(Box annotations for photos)
•••••
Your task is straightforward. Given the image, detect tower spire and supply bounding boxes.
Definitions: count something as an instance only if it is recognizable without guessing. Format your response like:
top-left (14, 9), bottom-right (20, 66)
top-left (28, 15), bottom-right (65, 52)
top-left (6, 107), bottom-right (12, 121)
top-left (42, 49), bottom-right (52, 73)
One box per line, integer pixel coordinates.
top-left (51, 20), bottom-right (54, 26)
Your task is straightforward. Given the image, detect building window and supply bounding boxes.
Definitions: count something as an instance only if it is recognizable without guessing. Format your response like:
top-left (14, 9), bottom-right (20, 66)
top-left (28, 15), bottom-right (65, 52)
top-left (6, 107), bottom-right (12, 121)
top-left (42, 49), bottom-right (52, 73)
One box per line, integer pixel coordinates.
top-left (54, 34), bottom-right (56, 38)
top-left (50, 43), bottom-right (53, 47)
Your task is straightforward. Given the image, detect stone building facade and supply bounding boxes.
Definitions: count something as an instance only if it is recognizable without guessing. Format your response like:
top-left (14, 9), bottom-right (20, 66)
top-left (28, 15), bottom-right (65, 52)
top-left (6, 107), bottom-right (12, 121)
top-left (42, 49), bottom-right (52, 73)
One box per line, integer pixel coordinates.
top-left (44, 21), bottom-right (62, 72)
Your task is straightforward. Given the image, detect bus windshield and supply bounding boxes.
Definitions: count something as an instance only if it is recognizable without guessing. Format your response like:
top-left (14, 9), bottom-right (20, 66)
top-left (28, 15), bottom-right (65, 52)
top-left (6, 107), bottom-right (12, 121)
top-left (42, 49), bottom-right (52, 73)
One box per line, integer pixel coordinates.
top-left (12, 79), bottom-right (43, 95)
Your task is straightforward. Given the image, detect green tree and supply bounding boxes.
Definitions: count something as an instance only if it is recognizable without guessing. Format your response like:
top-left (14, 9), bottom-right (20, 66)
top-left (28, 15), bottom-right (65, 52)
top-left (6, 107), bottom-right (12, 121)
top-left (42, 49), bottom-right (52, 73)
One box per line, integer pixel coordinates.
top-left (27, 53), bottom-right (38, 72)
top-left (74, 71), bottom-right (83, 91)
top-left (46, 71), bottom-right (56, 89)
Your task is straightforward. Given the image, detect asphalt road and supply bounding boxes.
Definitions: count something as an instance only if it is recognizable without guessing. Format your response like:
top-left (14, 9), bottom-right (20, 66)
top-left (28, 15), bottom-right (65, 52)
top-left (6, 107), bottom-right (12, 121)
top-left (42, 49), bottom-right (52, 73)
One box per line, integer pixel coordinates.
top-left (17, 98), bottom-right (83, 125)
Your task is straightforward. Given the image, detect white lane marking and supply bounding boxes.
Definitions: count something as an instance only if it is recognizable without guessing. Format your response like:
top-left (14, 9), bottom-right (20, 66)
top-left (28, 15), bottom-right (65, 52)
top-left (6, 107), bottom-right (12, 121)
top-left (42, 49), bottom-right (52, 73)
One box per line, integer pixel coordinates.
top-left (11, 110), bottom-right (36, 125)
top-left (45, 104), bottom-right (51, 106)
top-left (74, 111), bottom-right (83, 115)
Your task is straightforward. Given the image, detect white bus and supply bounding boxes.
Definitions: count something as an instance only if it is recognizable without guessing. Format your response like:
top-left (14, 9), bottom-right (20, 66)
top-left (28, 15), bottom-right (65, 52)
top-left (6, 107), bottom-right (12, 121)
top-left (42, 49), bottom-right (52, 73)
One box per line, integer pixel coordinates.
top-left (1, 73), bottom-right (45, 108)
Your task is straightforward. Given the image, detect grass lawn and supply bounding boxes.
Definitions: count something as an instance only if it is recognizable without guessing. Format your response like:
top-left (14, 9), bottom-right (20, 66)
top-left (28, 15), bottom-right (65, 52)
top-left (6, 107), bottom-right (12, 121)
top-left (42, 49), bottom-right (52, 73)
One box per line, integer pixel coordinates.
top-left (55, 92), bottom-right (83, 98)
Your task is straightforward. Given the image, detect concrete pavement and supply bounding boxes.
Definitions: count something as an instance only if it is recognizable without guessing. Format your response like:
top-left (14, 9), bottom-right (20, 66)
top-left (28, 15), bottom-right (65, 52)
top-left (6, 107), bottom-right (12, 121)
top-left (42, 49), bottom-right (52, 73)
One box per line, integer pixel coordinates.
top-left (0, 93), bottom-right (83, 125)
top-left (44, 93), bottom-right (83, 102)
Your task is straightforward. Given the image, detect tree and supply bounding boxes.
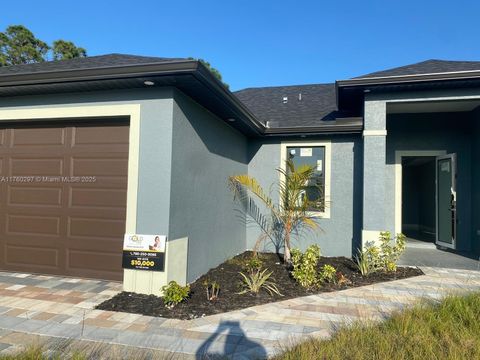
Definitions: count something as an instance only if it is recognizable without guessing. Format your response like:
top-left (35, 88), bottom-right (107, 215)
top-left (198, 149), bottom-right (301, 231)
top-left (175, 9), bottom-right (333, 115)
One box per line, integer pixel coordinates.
top-left (0, 25), bottom-right (87, 66)
top-left (188, 57), bottom-right (230, 89)
top-left (229, 160), bottom-right (323, 266)
top-left (0, 25), bottom-right (49, 66)
top-left (52, 40), bottom-right (87, 60)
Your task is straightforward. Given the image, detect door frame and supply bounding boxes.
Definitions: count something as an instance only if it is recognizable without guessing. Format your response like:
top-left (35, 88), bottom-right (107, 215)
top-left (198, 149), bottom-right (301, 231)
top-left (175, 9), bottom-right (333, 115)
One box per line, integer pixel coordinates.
top-left (394, 150), bottom-right (447, 236)
top-left (435, 153), bottom-right (457, 249)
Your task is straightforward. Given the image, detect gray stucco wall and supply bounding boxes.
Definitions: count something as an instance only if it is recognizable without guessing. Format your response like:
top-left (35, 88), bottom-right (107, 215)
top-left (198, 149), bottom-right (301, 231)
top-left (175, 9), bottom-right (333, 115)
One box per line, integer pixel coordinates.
top-left (0, 88), bottom-right (173, 239)
top-left (472, 107), bottom-right (480, 255)
top-left (386, 113), bottom-right (472, 251)
top-left (247, 135), bottom-right (363, 256)
top-left (169, 91), bottom-right (248, 281)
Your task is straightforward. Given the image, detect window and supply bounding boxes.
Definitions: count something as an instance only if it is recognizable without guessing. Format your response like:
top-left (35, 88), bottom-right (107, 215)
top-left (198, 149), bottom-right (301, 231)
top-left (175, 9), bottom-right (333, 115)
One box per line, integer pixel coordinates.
top-left (282, 142), bottom-right (330, 218)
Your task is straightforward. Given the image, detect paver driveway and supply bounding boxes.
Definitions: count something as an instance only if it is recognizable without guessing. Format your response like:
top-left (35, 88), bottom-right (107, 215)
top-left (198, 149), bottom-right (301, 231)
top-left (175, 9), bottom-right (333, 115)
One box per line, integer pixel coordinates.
top-left (0, 268), bottom-right (480, 359)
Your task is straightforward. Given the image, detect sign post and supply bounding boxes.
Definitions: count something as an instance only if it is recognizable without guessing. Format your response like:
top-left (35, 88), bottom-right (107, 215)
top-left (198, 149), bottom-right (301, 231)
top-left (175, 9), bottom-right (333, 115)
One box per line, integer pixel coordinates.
top-left (122, 234), bottom-right (167, 271)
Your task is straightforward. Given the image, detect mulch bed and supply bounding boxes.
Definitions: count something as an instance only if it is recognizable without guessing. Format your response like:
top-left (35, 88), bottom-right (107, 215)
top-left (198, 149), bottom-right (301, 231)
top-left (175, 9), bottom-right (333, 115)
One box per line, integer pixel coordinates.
top-left (96, 251), bottom-right (423, 319)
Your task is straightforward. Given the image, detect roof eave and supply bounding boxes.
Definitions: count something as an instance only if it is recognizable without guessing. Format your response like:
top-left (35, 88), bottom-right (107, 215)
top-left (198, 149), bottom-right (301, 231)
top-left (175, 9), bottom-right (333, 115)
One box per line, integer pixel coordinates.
top-left (264, 121), bottom-right (363, 136)
top-left (0, 60), bottom-right (199, 86)
top-left (0, 60), bottom-right (265, 134)
top-left (335, 70), bottom-right (480, 89)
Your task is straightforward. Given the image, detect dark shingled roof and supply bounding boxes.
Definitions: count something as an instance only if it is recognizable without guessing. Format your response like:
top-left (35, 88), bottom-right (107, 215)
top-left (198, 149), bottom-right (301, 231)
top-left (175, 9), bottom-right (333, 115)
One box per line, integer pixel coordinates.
top-left (0, 54), bottom-right (187, 75)
top-left (234, 84), bottom-right (349, 128)
top-left (354, 59), bottom-right (480, 79)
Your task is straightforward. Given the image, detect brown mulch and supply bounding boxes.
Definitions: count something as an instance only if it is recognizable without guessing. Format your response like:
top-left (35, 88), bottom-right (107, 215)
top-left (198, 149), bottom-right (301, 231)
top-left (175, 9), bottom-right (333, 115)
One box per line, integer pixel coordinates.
top-left (96, 251), bottom-right (423, 319)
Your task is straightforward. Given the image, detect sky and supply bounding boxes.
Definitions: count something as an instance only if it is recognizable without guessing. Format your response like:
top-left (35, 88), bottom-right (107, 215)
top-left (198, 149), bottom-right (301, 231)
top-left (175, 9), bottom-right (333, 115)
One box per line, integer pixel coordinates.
top-left (0, 0), bottom-right (480, 90)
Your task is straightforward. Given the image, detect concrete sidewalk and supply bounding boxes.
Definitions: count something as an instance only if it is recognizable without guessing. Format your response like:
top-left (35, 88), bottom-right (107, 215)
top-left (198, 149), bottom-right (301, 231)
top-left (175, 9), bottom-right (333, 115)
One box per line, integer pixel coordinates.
top-left (0, 268), bottom-right (480, 359)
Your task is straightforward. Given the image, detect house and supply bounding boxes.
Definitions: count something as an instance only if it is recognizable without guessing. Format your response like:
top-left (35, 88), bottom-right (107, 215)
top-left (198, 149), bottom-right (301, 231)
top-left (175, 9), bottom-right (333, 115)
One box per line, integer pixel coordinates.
top-left (0, 54), bottom-right (480, 293)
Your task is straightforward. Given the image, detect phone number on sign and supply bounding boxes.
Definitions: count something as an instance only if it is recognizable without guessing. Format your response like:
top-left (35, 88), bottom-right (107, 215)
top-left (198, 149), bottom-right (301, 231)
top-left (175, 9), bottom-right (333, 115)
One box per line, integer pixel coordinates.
top-left (0, 176), bottom-right (97, 183)
top-left (130, 260), bottom-right (155, 266)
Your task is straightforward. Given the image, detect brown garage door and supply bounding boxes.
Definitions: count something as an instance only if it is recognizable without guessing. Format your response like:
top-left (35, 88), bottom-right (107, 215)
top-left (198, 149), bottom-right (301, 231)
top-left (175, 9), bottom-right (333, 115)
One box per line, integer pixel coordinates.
top-left (0, 120), bottom-right (129, 280)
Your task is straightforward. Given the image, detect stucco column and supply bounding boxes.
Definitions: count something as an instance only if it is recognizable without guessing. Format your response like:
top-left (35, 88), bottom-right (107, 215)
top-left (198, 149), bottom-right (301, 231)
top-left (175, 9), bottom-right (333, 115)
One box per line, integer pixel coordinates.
top-left (362, 100), bottom-right (387, 246)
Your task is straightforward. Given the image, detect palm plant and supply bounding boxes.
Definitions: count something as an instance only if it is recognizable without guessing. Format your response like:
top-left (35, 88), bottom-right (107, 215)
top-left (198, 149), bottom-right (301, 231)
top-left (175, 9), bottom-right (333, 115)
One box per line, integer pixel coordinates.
top-left (238, 269), bottom-right (283, 296)
top-left (229, 160), bottom-right (323, 265)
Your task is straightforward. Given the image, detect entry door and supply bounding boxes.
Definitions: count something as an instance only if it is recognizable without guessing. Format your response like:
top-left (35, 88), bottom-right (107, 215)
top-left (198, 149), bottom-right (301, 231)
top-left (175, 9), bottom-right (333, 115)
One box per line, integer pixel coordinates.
top-left (436, 154), bottom-right (457, 249)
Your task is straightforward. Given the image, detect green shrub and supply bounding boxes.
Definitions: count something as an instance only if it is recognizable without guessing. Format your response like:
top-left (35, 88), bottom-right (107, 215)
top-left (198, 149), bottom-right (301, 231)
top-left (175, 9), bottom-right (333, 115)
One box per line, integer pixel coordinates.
top-left (355, 231), bottom-right (406, 276)
top-left (243, 256), bottom-right (263, 273)
top-left (380, 231), bottom-right (406, 271)
top-left (239, 269), bottom-right (283, 296)
top-left (162, 280), bottom-right (190, 308)
top-left (203, 279), bottom-right (220, 301)
top-left (292, 244), bottom-right (320, 289)
top-left (319, 264), bottom-right (337, 283)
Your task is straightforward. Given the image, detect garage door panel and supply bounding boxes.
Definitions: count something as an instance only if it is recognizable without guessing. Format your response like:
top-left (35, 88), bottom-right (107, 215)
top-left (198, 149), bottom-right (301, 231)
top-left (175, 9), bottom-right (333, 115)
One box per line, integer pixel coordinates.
top-left (5, 245), bottom-right (59, 269)
top-left (67, 249), bottom-right (122, 271)
top-left (0, 123), bottom-right (129, 280)
top-left (10, 156), bottom-right (64, 176)
top-left (70, 185), bottom-right (127, 209)
top-left (7, 184), bottom-right (62, 208)
top-left (71, 157), bottom-right (128, 179)
top-left (72, 126), bottom-right (129, 145)
top-left (68, 217), bottom-right (125, 239)
top-left (10, 127), bottom-right (67, 147)
top-left (6, 215), bottom-right (60, 236)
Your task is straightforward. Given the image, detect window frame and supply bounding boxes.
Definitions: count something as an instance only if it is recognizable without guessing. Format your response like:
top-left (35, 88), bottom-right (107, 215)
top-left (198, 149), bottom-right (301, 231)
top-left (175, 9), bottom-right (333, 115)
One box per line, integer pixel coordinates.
top-left (280, 140), bottom-right (332, 219)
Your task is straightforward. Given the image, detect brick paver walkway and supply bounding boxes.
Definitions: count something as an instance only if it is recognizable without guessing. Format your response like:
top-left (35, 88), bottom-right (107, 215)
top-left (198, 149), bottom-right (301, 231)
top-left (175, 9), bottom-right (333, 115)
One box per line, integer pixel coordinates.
top-left (0, 268), bottom-right (480, 359)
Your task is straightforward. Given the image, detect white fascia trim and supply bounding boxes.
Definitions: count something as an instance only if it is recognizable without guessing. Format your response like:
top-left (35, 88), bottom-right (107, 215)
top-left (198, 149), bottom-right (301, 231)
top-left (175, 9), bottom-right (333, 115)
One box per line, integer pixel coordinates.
top-left (395, 150), bottom-right (447, 234)
top-left (363, 130), bottom-right (387, 136)
top-left (0, 104), bottom-right (140, 233)
top-left (280, 140), bottom-right (332, 219)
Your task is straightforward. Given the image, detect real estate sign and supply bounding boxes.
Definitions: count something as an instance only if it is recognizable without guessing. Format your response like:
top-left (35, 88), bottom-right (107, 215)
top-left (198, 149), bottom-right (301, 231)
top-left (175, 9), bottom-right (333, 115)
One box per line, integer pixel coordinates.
top-left (122, 234), bottom-right (167, 271)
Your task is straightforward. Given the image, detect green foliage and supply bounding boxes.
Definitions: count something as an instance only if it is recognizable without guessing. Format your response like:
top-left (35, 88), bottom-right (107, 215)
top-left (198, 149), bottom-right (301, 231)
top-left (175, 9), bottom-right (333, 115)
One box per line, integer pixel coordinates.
top-left (188, 57), bottom-right (229, 89)
top-left (239, 269), bottom-right (283, 296)
top-left (162, 280), bottom-right (190, 307)
top-left (0, 25), bottom-right (87, 66)
top-left (274, 293), bottom-right (480, 360)
top-left (203, 279), bottom-right (220, 301)
top-left (52, 40), bottom-right (87, 60)
top-left (355, 231), bottom-right (406, 276)
top-left (319, 264), bottom-right (337, 283)
top-left (0, 25), bottom-right (49, 66)
top-left (229, 160), bottom-right (323, 265)
top-left (380, 231), bottom-right (406, 271)
top-left (243, 256), bottom-right (263, 273)
top-left (292, 244), bottom-right (320, 289)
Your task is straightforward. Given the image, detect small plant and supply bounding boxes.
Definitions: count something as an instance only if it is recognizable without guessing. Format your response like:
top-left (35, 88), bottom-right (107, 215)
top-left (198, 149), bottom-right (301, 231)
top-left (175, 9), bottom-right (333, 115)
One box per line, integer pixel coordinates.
top-left (319, 264), bottom-right (337, 283)
top-left (354, 250), bottom-right (374, 276)
top-left (238, 269), bottom-right (283, 296)
top-left (292, 244), bottom-right (320, 289)
top-left (162, 280), bottom-right (190, 308)
top-left (355, 231), bottom-right (406, 276)
top-left (243, 256), bottom-right (263, 273)
top-left (380, 231), bottom-right (406, 271)
top-left (203, 279), bottom-right (220, 301)
top-left (335, 271), bottom-right (352, 286)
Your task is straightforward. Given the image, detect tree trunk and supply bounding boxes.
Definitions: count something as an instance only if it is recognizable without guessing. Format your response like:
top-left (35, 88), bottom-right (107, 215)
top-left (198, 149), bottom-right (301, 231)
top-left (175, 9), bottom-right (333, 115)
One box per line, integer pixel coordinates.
top-left (283, 223), bottom-right (292, 267)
•••••
Aim:
Begin at the line that has "Your task is straightforward. Given the image, detect green tree" and stop after the line that has "top-left (17, 98), bottom-right (83, 125)". Rewrite those lines as a Markdown table with the columns Number and Text, numbering each line in order and leaving out any blank ones.

Written answer:
| Number | Text |
|---|---|
| 1 | Your task is straightforward. Given the image, detect green tree and supply bounding boxes. |
| 2 | Definitions: count something as an instance only if it is recognizable without guessing. Format your response like: |
| 3 | top-left (14, 9), bottom-right (20, 66) |
| 4 | top-left (28, 15), bottom-right (65, 52) |
| 5 | top-left (6, 107), bottom-right (12, 121) |
| 6 | top-left (42, 49), bottom-right (52, 73) |
| 7 | One box per line, integer pixel coordinates. |
| 8 | top-left (27, 53), bottom-right (38, 72) |
| 9 | top-left (74, 71), bottom-right (83, 91) |
| 10 | top-left (46, 71), bottom-right (56, 89) |
| 11 | Your task is straightforward. Given the image, detect asphalt road and supply bounding boxes. |
| 12 | Definitions: count something as an instance only if it is recognizable without guessing. Format your response like: |
| 13 | top-left (14, 9), bottom-right (20, 66) |
| 14 | top-left (28, 15), bottom-right (65, 52) |
| 15 | top-left (6, 107), bottom-right (12, 121) |
| 16 | top-left (42, 49), bottom-right (52, 73) |
| 17 | One box per line, integer pixel coordinates. |
| 18 | top-left (17, 98), bottom-right (83, 125) |